## [ACTIVITY LIST]
A – In the RESCM documentation, which two engine entry points does every spec dispatch to?
B – Translate this sentence from the RESCM documentation into Spanish: "This module replaces that with a flat registry of named estimators: the user picks methods by name and each name resolves to the exact engine call."
C – Extend the RESCM documentation, picking up after its last line.

## [SELECTED EXTRACT]

===============

Top-level container returned by mlsynth.RESCM.fit().

property att: float#
att_by_method() Dict[str, float]#
property att_se: float#
property counterfactual: ndarray#
property donor_weights: Dict[Any, float]#
fits: Dict[str, RESCMMethodFit]#
property gap: ndarray#
inputs: RESCMInputs#
metadata: Dict[str, Any]#
se_by_method() Dict[str, float]#
selected_variant: str#

Helper Modules#

The named-estimator registry: each entry maps a name to the exact convex-engine call (branch and keyword arguments).

Named corner-case estimators of the RESCM convex program.

The legacy API exposed a nested models_to_run dict where the caller had to know which second_norm / relaxation / constraint_type / alpha combination realised which estimator. This module replaces that with a flat registry of named estimators: the user picks methods by name and each name resolves to the exact engine call.

Every spec dispatches to one of two engine entry points (mlsynth.utils.laxscm_helpers.crossval.fit_relaxed_scm() or fit_en_scm); kwargs are forwarded verbatim.

class mlsynth.utils.laxscm_helpers.specs.MethodSpec(name: str, branch: str, description: str, kwargs: ~typing.Dict[str, ~typing.Any] = <factory>)#

How a named RESCM estimator maps onto the convex engine.

branch: str#
description: str#
kwargs: Dict[str, Any]#
name: str#
mlsynth.utils.laxscm_helpers.specs.normalize_method(name: str) str#

Map a user-supplied method name to a registry key (case-insensitive).

mlsynth.utils.laxscm_helpers.specs.resolve_specs(methods) list[MethodSpec]#

Return the ordered list of MethodSpec for the requested names.

Data preparation – the only DataFrame touchpoint: pivots to NumPy, builds the unit/time ``IndexSet``es, and splits pre/post.

Long-DataFrame -> NumPy boundary for RESCM (the only pandas touchpoint).

mlsynth.utils.laxscm_helpers.setup.derive_treatment(df: DataFrame, unitid: str, time: str, treat: str) Tuple[Any, Any]#

Read the single treated unit and its first treated period from treat.

mlsynth.utils.laxscm_helpers.setup.prepare_rescm_inputs(df: DataFrame, *, unitid: str, time: str, outcome: str, treat: str) RESCMInputs#

Pivot the panel to NumPy, build IndexSets, split pre/post.

===============

## [GIVEN ENTRIES]
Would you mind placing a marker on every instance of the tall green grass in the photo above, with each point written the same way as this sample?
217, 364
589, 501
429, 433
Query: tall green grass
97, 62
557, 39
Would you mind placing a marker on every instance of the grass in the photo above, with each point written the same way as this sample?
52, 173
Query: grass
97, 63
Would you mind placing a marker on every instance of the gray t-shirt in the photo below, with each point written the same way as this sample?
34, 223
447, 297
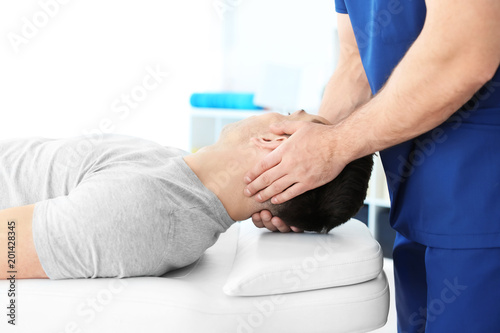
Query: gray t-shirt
116, 207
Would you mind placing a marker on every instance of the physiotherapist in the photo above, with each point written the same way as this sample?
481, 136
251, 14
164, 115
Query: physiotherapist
418, 81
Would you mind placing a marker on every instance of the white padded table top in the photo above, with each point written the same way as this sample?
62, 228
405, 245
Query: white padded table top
192, 300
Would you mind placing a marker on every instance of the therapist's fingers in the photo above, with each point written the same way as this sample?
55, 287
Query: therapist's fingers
266, 217
290, 193
257, 220
270, 183
259, 176
280, 225
295, 229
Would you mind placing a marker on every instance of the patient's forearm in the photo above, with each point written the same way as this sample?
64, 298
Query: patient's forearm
18, 256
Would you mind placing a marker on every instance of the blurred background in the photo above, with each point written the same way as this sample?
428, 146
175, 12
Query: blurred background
72, 68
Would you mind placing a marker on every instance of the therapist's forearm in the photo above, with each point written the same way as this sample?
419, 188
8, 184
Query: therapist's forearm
440, 72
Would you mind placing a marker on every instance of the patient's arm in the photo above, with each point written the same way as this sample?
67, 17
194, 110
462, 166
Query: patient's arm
16, 223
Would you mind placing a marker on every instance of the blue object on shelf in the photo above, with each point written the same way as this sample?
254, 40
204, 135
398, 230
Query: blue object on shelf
226, 100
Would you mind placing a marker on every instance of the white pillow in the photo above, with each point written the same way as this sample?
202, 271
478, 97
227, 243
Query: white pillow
268, 263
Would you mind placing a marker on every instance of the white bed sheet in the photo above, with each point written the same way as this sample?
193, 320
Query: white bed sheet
192, 300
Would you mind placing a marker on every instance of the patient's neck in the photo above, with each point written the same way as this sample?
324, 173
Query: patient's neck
221, 170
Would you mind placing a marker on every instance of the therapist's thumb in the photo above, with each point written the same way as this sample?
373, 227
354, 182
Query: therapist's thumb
286, 127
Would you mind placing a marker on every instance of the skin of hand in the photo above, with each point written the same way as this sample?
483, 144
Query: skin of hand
375, 125
297, 162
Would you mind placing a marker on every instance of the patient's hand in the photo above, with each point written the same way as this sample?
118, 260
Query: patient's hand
264, 219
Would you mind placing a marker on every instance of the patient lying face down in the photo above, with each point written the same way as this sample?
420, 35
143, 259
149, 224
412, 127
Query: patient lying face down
123, 206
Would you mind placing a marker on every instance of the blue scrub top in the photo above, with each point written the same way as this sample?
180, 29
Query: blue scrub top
445, 184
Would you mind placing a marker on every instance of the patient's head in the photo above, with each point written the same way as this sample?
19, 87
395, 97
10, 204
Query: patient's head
330, 205
242, 144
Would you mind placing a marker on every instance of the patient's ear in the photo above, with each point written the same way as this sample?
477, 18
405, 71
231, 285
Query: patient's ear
269, 143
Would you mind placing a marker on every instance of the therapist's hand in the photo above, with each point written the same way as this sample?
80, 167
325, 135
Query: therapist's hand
309, 158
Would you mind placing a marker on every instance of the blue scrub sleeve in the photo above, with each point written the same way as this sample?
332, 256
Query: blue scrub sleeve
340, 6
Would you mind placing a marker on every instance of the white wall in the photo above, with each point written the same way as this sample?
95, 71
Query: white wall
299, 35
70, 75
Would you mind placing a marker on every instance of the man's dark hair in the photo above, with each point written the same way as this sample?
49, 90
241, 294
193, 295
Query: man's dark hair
332, 204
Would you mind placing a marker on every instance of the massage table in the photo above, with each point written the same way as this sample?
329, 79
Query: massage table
251, 280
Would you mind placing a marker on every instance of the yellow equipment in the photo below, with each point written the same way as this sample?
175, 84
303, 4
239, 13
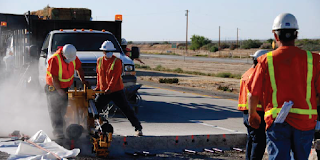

===============

## [ANSWERS TO THE TASKS]
A – mlsynth.utils.laxscm_helpers.crossval.fit_relaxed_scm() and fit_en_scm

B – Este módulo reemplaza eso con un registro plano de estimadores con nombre: el usuario elige los métodos por su nombre y cada nombre se resuelve en la llamada exacta al motor.

C –
Returns:

RESCMInputs – Pure-NumPy container: treated vector y (T,), donor matrix X (T, N), T0, and unit/time IndexSets.

The weak-dependence two-term HAC ATE inference (Li 2020).

Weak-dependence ATE inference for the RESCM counterfactual.

Once donor weights are fixed, the post-treatment gap d_t = y_t - yhat_t has mean equal to the ATE. Under weak dependence (Li 2020, extended to dense weights by Wang, Xing & Ye 2025), the ATE is asymptotically normal,

Z = ATE / sqrt( rho1^2 / T1 + rho2^2 / T2 ) -> N(0, 1),

with rho1^2 the HAC long-run variance of the pre-period prediction residuals (which carries the first-stage weight-estimation uncertainty) and rho2^2 the HAC long-run variance of the de-meaned post-period effects.

The pre-period term is essential for dense penalized/relaxed weights: unlike forward selection (whose sample splitting makes the pre/post periods asymptotically independent and lets a post-only variance suffice), the dense estimators reuse the whole pre-window to fit the weights, so ignoring rho1 severely understates the standard error when N is large relative to T1.

mlsynth.utils.laxscm_helpers.inference.ate_inference(gap: ndarray, T0: int, alpha: float = 0.05) Tuple[float, float, Tuple[float, float], float]#

Return (att, se, ci, p_value) for the post-period gap mean.

Uses the Li (2020) two-term long-run variance: pre-period residual LRV (estimation uncertainty) plus de-meaned post-period effect LRV.

Run loop dispatching each corner case to the convex engine and assembling the typed per-method fits.

Run the requested RESCM corner case(s) and assemble typed per-method fits.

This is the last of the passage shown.